======== THE INPUT ========
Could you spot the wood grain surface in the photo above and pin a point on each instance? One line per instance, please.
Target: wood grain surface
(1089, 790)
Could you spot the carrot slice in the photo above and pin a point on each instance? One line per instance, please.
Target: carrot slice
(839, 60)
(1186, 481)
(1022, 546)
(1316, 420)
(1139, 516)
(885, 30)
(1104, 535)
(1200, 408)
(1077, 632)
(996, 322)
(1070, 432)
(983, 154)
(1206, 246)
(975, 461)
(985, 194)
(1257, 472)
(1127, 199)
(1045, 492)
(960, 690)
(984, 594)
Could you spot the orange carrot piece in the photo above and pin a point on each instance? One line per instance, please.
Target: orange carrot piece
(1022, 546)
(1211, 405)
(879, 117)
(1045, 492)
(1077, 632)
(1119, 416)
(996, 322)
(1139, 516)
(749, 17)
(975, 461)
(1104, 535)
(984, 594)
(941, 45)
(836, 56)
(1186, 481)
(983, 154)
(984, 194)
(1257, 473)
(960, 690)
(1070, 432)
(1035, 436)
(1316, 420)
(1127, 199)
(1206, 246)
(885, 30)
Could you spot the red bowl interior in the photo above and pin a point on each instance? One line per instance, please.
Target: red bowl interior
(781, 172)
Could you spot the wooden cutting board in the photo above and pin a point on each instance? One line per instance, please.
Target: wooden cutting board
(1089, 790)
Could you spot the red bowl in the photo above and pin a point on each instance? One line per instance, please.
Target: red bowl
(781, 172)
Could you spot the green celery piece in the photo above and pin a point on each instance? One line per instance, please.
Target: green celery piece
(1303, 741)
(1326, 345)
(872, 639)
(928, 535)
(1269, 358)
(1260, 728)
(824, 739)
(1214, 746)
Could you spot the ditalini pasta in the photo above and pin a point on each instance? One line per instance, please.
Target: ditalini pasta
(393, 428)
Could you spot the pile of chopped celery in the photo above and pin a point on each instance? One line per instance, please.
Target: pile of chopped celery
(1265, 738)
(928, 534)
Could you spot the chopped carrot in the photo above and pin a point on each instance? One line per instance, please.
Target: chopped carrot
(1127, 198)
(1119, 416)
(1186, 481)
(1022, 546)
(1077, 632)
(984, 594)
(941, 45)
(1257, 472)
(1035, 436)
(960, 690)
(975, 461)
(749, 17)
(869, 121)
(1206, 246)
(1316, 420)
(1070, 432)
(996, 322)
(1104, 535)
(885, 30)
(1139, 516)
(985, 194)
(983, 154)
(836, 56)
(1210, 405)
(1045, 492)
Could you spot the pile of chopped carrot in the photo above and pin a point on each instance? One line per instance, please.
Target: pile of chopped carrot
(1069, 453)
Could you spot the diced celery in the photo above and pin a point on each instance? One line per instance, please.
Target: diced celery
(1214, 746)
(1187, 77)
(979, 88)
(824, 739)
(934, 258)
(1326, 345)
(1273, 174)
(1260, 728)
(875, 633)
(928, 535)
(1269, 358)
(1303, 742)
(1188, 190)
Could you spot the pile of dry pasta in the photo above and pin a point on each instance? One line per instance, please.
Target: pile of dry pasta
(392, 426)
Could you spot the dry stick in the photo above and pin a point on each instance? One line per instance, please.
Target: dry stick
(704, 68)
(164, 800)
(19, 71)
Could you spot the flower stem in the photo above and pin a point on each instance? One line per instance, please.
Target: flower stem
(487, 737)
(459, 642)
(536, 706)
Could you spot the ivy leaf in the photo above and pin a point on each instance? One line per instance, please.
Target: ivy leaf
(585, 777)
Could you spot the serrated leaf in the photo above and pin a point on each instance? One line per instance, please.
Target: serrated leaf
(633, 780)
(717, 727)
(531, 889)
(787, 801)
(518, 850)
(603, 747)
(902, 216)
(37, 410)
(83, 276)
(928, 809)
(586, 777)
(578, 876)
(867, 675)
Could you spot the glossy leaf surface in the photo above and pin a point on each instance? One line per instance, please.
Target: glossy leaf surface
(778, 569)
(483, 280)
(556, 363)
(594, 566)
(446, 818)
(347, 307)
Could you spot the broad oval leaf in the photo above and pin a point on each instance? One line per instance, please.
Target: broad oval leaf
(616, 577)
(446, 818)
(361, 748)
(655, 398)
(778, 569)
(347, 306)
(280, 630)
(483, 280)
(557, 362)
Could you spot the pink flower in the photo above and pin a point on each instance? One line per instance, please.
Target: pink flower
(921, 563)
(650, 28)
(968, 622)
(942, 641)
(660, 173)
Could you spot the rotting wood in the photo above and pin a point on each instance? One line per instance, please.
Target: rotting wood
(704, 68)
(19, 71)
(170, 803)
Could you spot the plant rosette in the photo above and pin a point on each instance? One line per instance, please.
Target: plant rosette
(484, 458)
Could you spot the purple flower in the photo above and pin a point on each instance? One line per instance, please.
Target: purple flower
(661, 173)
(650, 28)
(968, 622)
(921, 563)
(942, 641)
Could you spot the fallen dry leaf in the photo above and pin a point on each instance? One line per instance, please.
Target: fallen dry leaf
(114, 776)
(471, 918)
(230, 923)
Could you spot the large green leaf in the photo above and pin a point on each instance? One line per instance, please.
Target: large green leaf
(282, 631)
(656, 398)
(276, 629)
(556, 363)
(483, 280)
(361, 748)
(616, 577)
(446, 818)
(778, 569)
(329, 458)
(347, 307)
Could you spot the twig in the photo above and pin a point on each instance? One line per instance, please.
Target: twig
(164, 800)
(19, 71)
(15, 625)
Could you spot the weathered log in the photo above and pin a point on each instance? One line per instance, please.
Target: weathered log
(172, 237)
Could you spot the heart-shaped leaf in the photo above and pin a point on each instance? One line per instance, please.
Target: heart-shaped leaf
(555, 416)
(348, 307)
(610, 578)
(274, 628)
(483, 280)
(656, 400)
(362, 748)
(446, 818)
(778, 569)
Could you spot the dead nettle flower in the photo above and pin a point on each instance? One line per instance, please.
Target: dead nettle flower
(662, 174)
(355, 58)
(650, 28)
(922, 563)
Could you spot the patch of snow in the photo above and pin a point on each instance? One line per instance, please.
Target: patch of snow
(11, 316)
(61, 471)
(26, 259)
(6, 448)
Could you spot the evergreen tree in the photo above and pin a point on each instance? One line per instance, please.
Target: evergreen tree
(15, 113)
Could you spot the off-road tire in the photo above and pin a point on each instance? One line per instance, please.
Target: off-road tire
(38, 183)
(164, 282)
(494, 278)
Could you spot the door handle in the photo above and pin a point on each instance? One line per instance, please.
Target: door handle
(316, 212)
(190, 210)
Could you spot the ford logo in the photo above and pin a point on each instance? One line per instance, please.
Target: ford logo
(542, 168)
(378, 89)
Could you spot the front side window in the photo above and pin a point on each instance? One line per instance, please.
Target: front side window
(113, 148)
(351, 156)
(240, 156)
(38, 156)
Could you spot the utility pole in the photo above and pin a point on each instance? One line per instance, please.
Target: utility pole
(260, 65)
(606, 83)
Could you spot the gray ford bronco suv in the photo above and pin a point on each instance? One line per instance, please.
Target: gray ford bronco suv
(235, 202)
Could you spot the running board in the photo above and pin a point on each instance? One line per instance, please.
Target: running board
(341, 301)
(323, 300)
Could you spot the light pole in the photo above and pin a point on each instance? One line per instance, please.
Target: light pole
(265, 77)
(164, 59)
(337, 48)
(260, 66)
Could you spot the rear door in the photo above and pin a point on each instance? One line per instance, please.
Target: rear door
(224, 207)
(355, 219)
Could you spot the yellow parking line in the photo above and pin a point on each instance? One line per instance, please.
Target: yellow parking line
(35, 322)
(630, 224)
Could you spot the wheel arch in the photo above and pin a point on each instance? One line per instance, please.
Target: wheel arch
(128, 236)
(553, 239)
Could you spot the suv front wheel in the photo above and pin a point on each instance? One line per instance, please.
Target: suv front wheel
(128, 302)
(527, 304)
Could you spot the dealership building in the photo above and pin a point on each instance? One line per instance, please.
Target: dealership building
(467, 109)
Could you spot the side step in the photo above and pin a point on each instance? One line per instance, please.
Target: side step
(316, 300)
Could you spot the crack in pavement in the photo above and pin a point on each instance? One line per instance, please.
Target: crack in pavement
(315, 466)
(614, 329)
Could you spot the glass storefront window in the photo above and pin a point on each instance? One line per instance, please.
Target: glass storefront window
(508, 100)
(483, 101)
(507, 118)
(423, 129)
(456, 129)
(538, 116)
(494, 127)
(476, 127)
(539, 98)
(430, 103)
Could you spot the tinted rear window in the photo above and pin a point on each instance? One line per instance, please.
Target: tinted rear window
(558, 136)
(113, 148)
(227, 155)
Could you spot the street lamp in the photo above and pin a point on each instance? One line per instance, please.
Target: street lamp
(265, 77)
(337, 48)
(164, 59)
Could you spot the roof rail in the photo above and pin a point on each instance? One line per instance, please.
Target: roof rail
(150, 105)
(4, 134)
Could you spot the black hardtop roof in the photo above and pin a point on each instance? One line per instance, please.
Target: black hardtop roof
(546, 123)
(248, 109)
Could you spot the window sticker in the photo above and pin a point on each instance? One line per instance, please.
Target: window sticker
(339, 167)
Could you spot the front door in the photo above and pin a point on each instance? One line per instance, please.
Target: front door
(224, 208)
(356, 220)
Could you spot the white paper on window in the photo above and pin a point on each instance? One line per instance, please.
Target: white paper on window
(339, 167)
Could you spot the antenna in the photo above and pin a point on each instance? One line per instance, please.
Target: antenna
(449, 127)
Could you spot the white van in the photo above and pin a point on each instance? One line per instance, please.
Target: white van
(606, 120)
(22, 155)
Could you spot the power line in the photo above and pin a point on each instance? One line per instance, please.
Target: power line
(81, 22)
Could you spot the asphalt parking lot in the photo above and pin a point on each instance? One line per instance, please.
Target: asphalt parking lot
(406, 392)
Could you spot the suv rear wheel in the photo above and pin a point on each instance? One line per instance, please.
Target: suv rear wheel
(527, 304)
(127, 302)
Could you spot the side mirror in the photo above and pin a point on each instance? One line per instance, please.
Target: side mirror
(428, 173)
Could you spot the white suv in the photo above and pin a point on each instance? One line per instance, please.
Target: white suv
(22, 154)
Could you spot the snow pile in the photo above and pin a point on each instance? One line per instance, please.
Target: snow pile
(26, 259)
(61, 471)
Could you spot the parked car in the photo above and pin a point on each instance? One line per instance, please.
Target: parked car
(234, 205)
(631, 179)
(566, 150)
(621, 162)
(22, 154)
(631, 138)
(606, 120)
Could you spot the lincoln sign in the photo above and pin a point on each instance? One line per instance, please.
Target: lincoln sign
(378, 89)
========
> [WHAT THE TASK REQUIRES] Retype exactly the lines of the data above, starting at its first line and finishing with the line that has "Could you spot the carrot" in it.

> [YOUR SOLUTION]
Could you spot the wood grain surface in the photo above and pin a point on each instance? One line per instance, please.
Target: wood grain surface
(1089, 790)
Could you spot the carrot slice in the photo above and pin a point on each instance? One line per instance, please.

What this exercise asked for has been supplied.